_Material for this task_
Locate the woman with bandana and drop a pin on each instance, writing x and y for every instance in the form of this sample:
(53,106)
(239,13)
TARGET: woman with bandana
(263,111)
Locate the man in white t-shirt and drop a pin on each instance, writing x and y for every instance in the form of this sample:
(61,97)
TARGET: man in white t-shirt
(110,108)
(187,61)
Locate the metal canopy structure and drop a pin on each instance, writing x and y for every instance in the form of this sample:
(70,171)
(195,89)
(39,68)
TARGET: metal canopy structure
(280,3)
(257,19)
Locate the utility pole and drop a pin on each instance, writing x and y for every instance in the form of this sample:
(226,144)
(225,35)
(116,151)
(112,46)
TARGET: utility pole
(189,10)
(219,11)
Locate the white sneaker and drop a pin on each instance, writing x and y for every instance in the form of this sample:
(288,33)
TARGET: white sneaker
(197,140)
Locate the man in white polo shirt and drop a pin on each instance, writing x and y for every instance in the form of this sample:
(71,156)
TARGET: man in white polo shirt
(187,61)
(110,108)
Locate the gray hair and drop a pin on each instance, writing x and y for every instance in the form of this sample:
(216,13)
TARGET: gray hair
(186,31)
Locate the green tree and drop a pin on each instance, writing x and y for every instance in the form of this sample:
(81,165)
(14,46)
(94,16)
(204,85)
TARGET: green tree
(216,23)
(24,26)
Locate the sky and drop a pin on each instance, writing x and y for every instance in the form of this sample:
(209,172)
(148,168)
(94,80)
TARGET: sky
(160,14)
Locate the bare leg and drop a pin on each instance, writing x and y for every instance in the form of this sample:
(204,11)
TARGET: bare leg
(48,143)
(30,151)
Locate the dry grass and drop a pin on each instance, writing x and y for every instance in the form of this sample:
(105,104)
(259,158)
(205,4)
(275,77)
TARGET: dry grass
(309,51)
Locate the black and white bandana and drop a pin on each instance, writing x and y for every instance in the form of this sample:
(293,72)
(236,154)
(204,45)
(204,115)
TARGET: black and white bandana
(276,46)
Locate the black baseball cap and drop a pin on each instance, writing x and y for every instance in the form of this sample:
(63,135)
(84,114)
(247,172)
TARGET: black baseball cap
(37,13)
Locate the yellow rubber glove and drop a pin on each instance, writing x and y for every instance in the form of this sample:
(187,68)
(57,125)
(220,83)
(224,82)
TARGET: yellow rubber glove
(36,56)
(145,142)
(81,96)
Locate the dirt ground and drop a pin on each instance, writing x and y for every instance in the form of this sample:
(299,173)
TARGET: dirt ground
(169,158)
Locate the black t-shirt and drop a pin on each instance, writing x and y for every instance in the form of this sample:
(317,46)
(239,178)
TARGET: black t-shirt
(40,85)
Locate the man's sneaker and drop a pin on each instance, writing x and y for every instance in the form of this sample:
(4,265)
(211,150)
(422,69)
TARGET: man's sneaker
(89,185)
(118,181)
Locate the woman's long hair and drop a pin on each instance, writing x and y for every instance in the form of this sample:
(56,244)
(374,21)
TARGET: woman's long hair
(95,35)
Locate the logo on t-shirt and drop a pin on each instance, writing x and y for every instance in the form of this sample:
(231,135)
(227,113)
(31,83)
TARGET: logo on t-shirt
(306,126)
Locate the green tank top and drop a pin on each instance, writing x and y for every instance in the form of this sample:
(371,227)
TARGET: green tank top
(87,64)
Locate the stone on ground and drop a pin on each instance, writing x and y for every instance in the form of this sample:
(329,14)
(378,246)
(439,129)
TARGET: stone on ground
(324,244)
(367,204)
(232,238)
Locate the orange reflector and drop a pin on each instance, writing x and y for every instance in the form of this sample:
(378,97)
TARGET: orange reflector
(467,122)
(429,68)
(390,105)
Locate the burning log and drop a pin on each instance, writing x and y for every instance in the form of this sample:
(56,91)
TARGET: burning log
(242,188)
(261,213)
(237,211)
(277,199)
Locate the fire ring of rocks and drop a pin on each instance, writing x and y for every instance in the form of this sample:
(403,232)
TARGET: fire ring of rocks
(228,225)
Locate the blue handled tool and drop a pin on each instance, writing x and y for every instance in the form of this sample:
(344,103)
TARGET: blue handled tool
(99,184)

_Objective_
Reproduce the entire listing above verbatim, line for line, from its first line to its last.

_Task solution_
Locate the woman with bandana and drop a pin on each instance, writing x and y for every instance in the form of this sample:
(53,106)
(239,13)
TARGET: woman with bandana
(263,111)
Locate the man in white t-shirt and drop a pin on each instance, writing x and y for every instance in the form of this sample:
(61,97)
TARGET: man in white t-shirt
(110,108)
(187,61)
Locate the metal canopy structure and drop a pin on each instance, writing x and y for every instance in the form of this sample:
(70,171)
(195,89)
(39,68)
TARGET: metal canopy structure
(280,3)
(257,19)
Locate the utility pole and drop a pin on each instance, writing x and y for every instance in the form of this sample:
(226,144)
(225,35)
(116,151)
(112,46)
TARGET: utility pole
(189,10)
(219,11)
Locate the white sneaker and drop a pin on each instance, writing x and y for every instance in the form of this sample:
(288,33)
TARGET: white sneaker
(197,140)
Locate the man in white polo shirt and drop a pin on each instance, writing x and y for every instance in the form of this sample:
(71,156)
TARGET: man in white polo shirt
(187,61)
(110,108)
Locate the gray hair and drop a pin on each instance, writing x and y for every instance in the form of this sample:
(216,13)
TARGET: gray hair
(186,31)
Locate the green tree and drop a pin on each instance, writing x and y for every instance in the form of this sample:
(81,165)
(14,46)
(94,16)
(204,85)
TARGET: green tree
(216,23)
(24,26)
Locate the sky and drop a pin on each instance, writing x and y for every instance in the form of this sample:
(209,172)
(148,168)
(94,80)
TARGET: sky
(160,14)
Locate the bare leg and drop a pin on each instance, writing x and y for every instance in the form of this sample:
(204,11)
TARGET: bare leg
(48,143)
(30,151)
Locate the dry grass and drop a pin on each instance, writing x and y for every instance in the form of this sample:
(105,104)
(259,158)
(205,4)
(275,77)
TARGET: dry grass
(309,51)
Locate the black and white bandana and drop a pin on each instance, writing x and y for every instance in the form of this sample:
(293,72)
(236,154)
(204,45)
(204,115)
TARGET: black and white bandana
(276,46)
Locate the black baseball cap and drop a pin on each instance, writing x and y for every instance in the form of this sample:
(63,135)
(84,114)
(247,172)
TARGET: black baseball cap
(37,13)
Locate the yellow rubber glove and drop a pin on each instance, writing x and y for every instance in the form of this sample:
(187,68)
(57,125)
(220,83)
(224,82)
TARGET: yellow rubber glove
(36,56)
(145,142)
(81,96)
Locate the dirt ground and drop a pin on each instance, writing x and y for every instance in the form of this sample:
(299,173)
TARGET: dirt ground
(169,158)
Locate the black t-shirt and drop a pin on each instance, writing x and y for every instance in the form of this sample:
(317,46)
(239,178)
TARGET: black t-shirt
(40,85)
Locate the man's sneaker and drop a pin on each instance, writing x and y for every instance in the form of this sample:
(4,265)
(211,150)
(422,69)
TARGET: man's sneaker
(89,185)
(118,181)
Locate the woman's long hair and drop a pin on each instance, writing x and y for every instance in the form of this sample:
(56,244)
(374,21)
TARGET: woman's long hair
(95,35)
Locate the logo on t-shirt and drop a pin on each instance, writing x and y for every instance in the form of this sample:
(231,135)
(227,113)
(31,83)
TARGET: logo on t-shirt
(306,126)
Locate the green tank top and drop a pin on each instance, writing x and y for every instance in the form of this sample:
(371,227)
TARGET: green tank top
(87,64)
Locate the stone on ground and drop a pin on each instance, writing x and y for every instance in the form of this sample:
(329,14)
(378,246)
(439,129)
TARGET: stone on ground
(324,244)
(367,204)
(232,238)
Locate the orange reflector and drop a pin on each instance, writing x and y for every instance in the form of this sample:
(378,97)
TARGET: orange reflector
(467,122)
(429,68)
(390,105)
Locate the burning log and drop a pin on each instance, writing x and y for every instance in the form of this sample:
(56,91)
TARGET: burning log
(242,188)
(261,213)
(237,211)
(277,199)
Locate the fire ring of rocks and drop a pin on each instance, writing x and y for every instance in the form of this sample:
(403,232)
TARGET: fire ring of rocks
(228,225)
Locate the blue handled tool and drop a pin on each instance, writing x and y for every instance in the form of this sample:
(344,103)
TARGET: blue handled tool
(99,184)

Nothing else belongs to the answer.